TASK TO CARRY OUT:
Using the data that follows, give again word for word the lines between the one holding "of the mustard" and the one holding "Query: mustard yellow shirt", inclusive. Omit the pictures.

[[ PROVIDED ENTRIES, beginning ]]

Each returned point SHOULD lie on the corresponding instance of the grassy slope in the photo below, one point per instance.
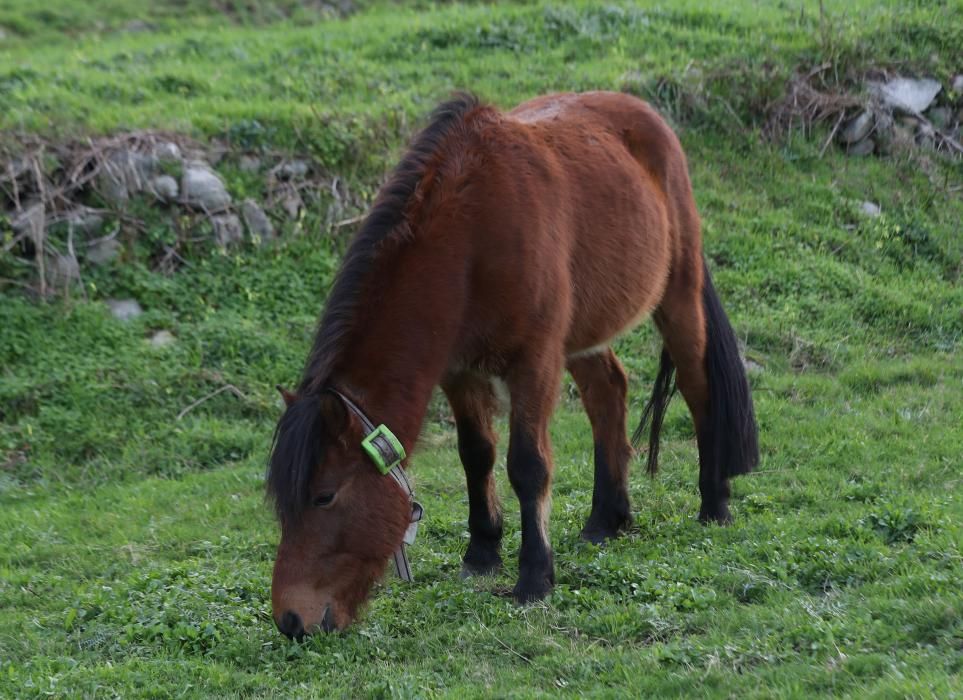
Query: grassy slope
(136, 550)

[[ PROVIDED ENTRIES, end ]]
[[ PROVIDED ENTRIES, beginning ]]

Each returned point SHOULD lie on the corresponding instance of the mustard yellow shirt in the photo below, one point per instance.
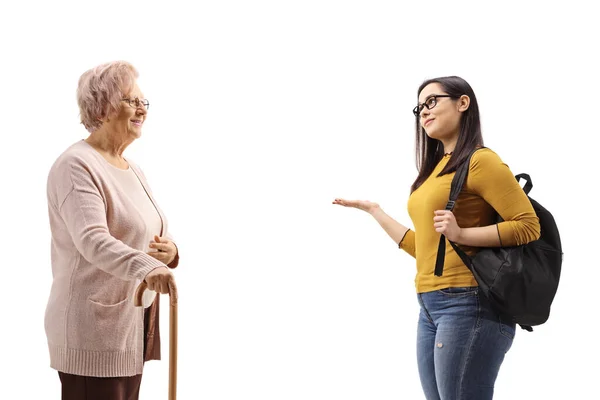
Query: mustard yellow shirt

[[ PROVIDED ENTRIES, end ]]

RESPONSE TO THE EXERCISE:
Each returned point SHOULD lie on the corresponding instance of the mustard yellow shirt in the photo below, one point per instance.
Query: mustard yellow shirt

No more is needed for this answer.